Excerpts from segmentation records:
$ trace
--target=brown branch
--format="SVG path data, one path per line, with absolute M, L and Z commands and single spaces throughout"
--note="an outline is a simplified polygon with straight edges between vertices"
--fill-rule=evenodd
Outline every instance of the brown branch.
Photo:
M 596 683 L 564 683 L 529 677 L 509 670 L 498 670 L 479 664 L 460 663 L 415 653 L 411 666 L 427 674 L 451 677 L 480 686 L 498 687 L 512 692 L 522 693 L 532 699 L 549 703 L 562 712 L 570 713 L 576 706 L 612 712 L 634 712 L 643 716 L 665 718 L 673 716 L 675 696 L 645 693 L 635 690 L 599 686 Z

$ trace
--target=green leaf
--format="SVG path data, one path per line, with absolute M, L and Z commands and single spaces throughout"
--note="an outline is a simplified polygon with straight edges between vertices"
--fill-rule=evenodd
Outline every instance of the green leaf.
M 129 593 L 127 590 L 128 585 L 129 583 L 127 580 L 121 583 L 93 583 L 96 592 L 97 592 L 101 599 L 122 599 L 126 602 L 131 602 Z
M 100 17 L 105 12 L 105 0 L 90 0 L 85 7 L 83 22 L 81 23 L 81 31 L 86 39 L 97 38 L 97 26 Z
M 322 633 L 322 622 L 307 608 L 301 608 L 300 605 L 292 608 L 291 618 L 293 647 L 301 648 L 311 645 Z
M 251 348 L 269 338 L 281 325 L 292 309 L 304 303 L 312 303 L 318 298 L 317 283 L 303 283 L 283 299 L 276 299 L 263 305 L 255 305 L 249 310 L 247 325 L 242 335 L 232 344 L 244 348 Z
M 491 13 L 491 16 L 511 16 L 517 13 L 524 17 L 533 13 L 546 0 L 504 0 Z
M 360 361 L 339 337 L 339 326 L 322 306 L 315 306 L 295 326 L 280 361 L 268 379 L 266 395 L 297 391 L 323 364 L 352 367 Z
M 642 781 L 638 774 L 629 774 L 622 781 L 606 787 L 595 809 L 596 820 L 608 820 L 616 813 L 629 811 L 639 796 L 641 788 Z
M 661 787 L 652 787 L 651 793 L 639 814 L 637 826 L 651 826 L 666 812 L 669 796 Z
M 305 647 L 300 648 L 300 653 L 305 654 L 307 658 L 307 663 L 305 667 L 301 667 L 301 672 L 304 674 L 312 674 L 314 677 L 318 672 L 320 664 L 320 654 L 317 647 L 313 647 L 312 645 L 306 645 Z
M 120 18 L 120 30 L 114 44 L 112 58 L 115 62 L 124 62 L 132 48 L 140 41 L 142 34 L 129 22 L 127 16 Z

> **TASK OBJECTIVE**: Please rename "simplified polygon" to "reduced polygon" throughout all the entries above, keeping every other line and character the same.

> **RESPONSE FOR THIS EXERCISE**:
$ trace
--target=brown branch
--format="SVG path data, one path per line, with absolute M, L and Z commands and single spaces throughout"
--note="an outline is a reduced polygon with straight edges between vertices"
--fill-rule=evenodd
Outline every instance of the brown branch.
Photo:
M 596 683 L 564 683 L 529 677 L 509 670 L 498 670 L 479 664 L 460 663 L 415 653 L 411 666 L 427 674 L 451 677 L 480 686 L 498 687 L 512 692 L 522 693 L 532 699 L 549 703 L 562 712 L 570 713 L 576 706 L 612 712 L 634 712 L 643 716 L 665 718 L 673 716 L 675 696 L 645 693 L 635 690 L 599 686 Z

$ trace
--target=green leaf
--format="SVG path data, one path per line, with absolute M, L and Z commands and single spaces throughout"
--note="an outline is a reduced polygon with straight edges between vertices"
--fill-rule=evenodd
Outline every instance of the green leaf.
M 129 593 L 127 590 L 128 585 L 129 583 L 127 580 L 121 583 L 93 583 L 96 592 L 97 592 L 101 599 L 122 599 L 126 602 L 131 602 Z
M 100 17 L 105 12 L 105 0 L 90 0 L 85 7 L 83 22 L 81 23 L 81 31 L 86 39 L 97 38 L 97 26 Z
M 322 633 L 322 622 L 307 608 L 301 608 L 300 605 L 292 608 L 291 618 L 293 647 L 301 648 L 311 645 Z
M 251 348 L 269 338 L 281 325 L 292 309 L 304 303 L 312 303 L 318 298 L 317 283 L 303 283 L 283 299 L 276 299 L 263 305 L 255 305 L 249 310 L 247 325 L 242 335 L 232 344 L 244 348 Z
M 491 13 L 491 16 L 511 16 L 517 13 L 524 17 L 533 13 L 546 0 L 504 0 Z
M 360 361 L 339 337 L 339 326 L 322 306 L 315 306 L 295 326 L 280 361 L 268 379 L 266 395 L 297 391 L 323 364 L 352 367 Z
M 642 781 L 638 774 L 629 774 L 622 781 L 606 787 L 595 809 L 596 820 L 608 820 L 616 813 L 629 811 L 639 796 L 641 788 Z
M 661 787 L 652 787 L 651 793 L 639 814 L 637 826 L 651 826 L 666 812 L 669 796 Z
M 305 647 L 300 648 L 300 653 L 305 654 L 307 658 L 307 663 L 305 667 L 301 667 L 301 672 L 304 674 L 312 674 L 314 677 L 318 672 L 320 664 L 320 654 L 317 647 L 313 647 L 312 645 L 306 645 Z
M 120 18 L 120 30 L 114 44 L 112 58 L 115 62 L 124 62 L 132 48 L 140 41 L 142 34 L 129 22 L 127 16 Z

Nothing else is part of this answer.